START Text

America didn't start the oppression of the middle eastern cultures that continues today. We inherited that dishonor from the British and French, who began it during their days of world colonization, but we have done an exceptional job of carrying on their selfish tradition. If you aren't aware of the history of this matter, you owe it to yourself and your conscience to spend a bit of time studying the treatment of the middle eastern region by western powers in the last few hundred years, and to pay special attention to the more recent role that the US government has played in installing and supporting cruel, repressive regimes in this area, such as the Shah of Iran, the Saudi royal family, and Saddam Hussein.
And while you're at it, look over the history of Israel and the Palestinians, because that subject is another major factor in the way that the Moslem world views the US. Europe's treatment of the Jews throughout history inspires a lot of sympathy from me for that people and an understanding of why they need a homeland of their own. But taking the homeland of the Palestinian people to provide that home, their subsequent mistreatment by the Israeli government and the support of the US government for that mistreatment, and... for that matter... their similar misuse by other Moslem nations as political pawns are no less of atrocities.

END Text

* [Work instructions]
Could you carry the essay on Western treatment of the Middle East forward from its last sentence?

START Input data

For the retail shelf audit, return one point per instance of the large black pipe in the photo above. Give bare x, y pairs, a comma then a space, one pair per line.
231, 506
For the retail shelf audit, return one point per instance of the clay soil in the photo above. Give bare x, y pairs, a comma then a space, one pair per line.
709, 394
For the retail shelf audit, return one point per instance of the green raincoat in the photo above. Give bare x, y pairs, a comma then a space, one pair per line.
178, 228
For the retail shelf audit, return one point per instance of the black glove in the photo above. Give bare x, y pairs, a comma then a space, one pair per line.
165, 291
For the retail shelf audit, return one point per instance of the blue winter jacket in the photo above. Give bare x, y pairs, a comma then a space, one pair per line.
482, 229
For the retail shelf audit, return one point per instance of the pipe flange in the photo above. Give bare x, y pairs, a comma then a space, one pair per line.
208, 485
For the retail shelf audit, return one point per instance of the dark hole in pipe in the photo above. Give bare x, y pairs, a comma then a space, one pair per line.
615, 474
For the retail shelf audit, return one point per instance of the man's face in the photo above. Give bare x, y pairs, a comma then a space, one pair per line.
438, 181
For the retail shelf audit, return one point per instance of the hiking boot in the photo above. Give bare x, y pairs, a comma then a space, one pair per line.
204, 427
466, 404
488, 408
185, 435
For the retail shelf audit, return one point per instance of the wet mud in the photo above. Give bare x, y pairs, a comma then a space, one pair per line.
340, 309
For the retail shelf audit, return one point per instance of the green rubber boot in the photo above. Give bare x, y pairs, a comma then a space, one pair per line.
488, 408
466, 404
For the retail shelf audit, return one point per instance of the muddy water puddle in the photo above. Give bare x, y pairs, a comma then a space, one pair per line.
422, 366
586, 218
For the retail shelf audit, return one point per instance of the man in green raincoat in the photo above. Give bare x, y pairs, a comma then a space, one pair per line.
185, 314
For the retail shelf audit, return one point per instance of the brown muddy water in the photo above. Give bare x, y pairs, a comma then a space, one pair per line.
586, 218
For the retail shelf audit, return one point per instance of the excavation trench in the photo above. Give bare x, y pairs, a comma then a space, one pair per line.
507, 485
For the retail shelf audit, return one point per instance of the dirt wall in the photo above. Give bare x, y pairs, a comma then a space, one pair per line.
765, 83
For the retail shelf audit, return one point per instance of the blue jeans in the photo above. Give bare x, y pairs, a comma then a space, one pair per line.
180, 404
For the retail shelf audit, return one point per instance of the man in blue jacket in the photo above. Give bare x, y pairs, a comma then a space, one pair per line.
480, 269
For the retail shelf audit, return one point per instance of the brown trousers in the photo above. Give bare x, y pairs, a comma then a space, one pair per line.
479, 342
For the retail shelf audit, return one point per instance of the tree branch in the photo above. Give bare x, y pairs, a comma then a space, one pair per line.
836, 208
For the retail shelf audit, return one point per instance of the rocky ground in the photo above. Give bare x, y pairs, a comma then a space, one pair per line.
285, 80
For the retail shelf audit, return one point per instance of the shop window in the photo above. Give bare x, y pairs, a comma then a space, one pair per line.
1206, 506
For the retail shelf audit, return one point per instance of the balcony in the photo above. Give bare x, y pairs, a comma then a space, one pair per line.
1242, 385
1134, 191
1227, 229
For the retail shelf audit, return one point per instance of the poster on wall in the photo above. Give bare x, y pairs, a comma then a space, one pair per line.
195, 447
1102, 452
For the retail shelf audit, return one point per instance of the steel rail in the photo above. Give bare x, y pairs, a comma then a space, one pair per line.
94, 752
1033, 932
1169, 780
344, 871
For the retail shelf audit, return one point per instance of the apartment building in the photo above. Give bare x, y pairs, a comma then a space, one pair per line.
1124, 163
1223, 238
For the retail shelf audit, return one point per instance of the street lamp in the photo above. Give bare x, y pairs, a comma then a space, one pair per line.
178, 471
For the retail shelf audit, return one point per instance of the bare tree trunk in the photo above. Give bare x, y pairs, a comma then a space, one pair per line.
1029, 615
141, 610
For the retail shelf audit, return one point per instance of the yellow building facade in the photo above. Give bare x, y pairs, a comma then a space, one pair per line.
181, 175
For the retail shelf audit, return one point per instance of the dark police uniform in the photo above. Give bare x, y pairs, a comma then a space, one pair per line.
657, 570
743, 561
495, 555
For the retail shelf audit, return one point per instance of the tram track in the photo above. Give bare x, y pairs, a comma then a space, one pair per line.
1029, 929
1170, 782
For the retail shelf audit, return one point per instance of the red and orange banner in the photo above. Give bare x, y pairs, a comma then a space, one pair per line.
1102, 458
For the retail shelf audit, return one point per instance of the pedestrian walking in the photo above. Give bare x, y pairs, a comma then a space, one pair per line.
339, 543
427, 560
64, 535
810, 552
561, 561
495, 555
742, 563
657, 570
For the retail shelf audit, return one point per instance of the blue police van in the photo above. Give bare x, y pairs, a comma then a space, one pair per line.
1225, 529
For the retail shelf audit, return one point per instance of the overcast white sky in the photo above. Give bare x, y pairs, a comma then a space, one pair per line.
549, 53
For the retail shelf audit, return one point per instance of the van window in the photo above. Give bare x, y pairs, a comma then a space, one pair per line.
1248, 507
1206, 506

END Input data

* [Answer area]
Most Americans lump all Moslems together as if they are all one people and one culture. It should not be a surprise that in turn the members of those cultures lump all of the western powers who have a multi-century history of mistreating them together. Claiming that "they hate us because they hate our freedom" is more comfortable than realizing that the majority of them who do hate us do so because in their eyes 'our' hands have long been part of denying them their own freedom, but that's the historical fact of the matter.
No one forces anyone to be a terrorist, no matter how a reader here may think that i'm somehow trying to say otherwise by the 1-2-3 sequence i outlined above. I feel that those who commit acts of terror against innocent victims should be ... as i regularly put it... shot in the head. I have a similar punishment in mind for those who incite others to acts of terror against innocents. But i also know that only a psycopath decides to go around senselessly murdering innocent people without any cause, and that most of the terrorists in the world today are not psycopaths in the clinical sense of that term. They feel that they have a cause and that the cause is just.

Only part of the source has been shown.